:: HOW TO COMPLETE THIS TASK ::
Copy the lines below, beginning with the one that contains "Objective - one point per instance of the badge" and continuing through the final line, exactly as written and with no other lines.

:: RECORDS FOR THIS EXERCISE ::
▬▬▬▬▬▬

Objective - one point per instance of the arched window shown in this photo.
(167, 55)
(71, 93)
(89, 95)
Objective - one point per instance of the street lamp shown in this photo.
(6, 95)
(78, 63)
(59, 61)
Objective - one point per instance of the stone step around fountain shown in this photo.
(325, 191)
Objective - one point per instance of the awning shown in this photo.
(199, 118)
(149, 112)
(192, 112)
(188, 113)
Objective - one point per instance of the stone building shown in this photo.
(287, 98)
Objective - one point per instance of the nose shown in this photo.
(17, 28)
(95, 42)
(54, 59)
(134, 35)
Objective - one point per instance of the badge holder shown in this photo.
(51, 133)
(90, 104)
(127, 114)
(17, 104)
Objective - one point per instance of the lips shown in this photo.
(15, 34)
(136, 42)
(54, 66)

▬▬▬▬▬▬

:: ANSWER AREA ::
Objective - one point per instance of the badge holder shown in this photo.
(51, 133)
(90, 104)
(127, 114)
(17, 104)
Objective - one point per instance of the lips shown in this photo.
(15, 34)
(136, 42)
(54, 66)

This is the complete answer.